**Work required**
The following data has a line with "like [268, 134]." and a line with "Query: shattered headlight". Write out exactly those lines and all the lines between them.

╭─ Source material

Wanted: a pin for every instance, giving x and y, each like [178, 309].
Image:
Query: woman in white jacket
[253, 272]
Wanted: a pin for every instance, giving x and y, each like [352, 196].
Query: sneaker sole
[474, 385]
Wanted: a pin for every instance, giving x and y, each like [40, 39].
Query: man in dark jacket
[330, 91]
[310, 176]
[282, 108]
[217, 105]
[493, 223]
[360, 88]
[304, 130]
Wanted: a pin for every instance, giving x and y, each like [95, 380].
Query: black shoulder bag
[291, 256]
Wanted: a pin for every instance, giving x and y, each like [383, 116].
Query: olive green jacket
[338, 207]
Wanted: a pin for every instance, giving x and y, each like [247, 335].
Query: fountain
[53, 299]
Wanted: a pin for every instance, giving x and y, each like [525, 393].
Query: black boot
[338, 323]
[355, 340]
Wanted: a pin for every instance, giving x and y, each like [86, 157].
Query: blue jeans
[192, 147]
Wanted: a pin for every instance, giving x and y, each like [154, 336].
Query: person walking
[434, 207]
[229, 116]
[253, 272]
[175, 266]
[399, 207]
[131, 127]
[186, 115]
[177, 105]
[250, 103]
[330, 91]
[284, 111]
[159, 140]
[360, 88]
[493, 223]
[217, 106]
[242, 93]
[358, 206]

╰─
╭─ Source material

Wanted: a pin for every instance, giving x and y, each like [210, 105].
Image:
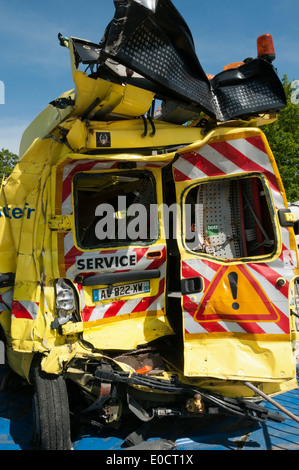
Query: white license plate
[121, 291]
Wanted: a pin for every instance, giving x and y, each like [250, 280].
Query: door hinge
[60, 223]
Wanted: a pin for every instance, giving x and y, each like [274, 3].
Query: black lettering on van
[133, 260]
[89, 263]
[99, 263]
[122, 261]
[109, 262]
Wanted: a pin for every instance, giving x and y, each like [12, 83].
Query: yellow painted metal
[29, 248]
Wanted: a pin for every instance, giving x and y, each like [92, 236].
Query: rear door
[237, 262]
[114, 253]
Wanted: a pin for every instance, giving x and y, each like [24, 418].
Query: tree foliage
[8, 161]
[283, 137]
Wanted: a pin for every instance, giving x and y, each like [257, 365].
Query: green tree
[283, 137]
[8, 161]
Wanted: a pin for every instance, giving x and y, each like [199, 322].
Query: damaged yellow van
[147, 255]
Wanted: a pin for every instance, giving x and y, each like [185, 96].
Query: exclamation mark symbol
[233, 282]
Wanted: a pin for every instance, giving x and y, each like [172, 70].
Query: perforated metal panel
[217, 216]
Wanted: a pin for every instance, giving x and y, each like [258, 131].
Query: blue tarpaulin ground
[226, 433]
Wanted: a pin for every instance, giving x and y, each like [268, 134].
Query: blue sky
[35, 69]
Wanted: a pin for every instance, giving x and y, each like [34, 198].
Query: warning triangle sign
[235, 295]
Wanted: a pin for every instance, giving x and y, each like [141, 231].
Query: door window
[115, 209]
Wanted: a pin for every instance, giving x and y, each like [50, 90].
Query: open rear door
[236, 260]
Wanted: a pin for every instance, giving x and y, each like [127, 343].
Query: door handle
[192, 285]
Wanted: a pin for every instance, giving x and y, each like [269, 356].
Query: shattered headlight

╰─
╭─ Source material

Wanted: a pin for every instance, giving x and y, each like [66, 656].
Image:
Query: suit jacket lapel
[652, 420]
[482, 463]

╰─

**Result of the exercise**
Wanted: a pin for every instance, giving x and y, each like [268, 134].
Query: blue sky
[35, 69]
Wanted: a pin for every instance, giving x and y, each like [34, 198].
Query: warning triangle sign
[235, 295]
Wanted: a pin for every instance, giving x and y, each like [141, 231].
Query: door window
[115, 209]
Wanted: a pin for every instance, giving x and y, each like [50, 90].
Query: open rear door
[236, 260]
Wanted: a pin for every instance, giving x and y, each like [127, 343].
Query: door handle
[192, 285]
Wanted: a pin for every instance, giving x and y, each like [269, 356].
Query: shattered headlight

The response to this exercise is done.